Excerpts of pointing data
----------

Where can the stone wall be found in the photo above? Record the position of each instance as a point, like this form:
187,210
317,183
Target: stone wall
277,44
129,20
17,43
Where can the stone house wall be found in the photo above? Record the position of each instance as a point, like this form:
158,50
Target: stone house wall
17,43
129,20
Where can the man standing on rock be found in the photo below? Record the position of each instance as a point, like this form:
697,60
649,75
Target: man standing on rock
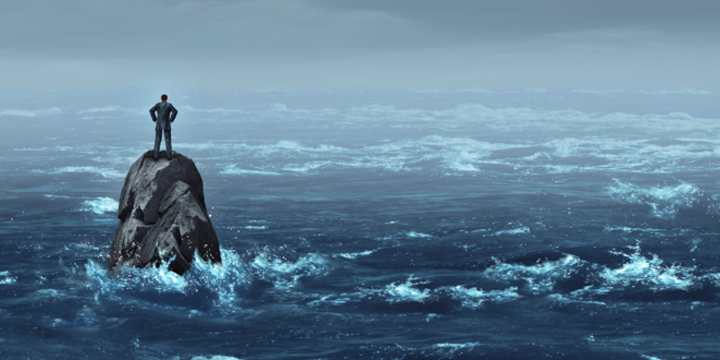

----------

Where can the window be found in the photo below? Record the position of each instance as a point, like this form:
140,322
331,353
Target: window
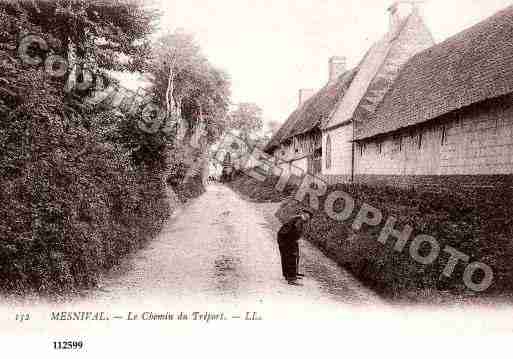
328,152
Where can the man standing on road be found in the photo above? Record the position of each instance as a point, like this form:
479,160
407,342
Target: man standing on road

----------

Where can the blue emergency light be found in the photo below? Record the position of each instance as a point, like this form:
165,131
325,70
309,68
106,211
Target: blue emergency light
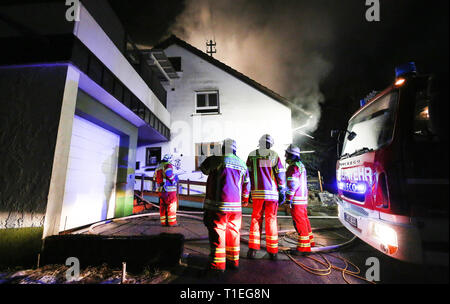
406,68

----------

◆ What you should do ◆
Can you arrange the records from the line containing "Where can the stone wall" through the line containing "Target: man standing on rock" as a JSON list of strings, one string per line, with blank lines left out?

◆ Problem solution ◆
[
  "Where can the stone wall be found in the photo above? Record the position of each instance as a point, like this form:",
  "187,210",
  "317,183",
  "Target: stone wall",
  "277,44",
  "129,20",
  "17,43",
  "Where can the stone house wall be found in the photo above? Record the position of each instance as a point, like this form:",
  "158,50",
  "Target: stone house wall",
  "17,43",
  "129,20",
  "Where can the man standing on rock be found in the photo below? Record the position of each instance as a point, like this form:",
  "697,60",
  "649,75",
  "Target: man standing on rock"
]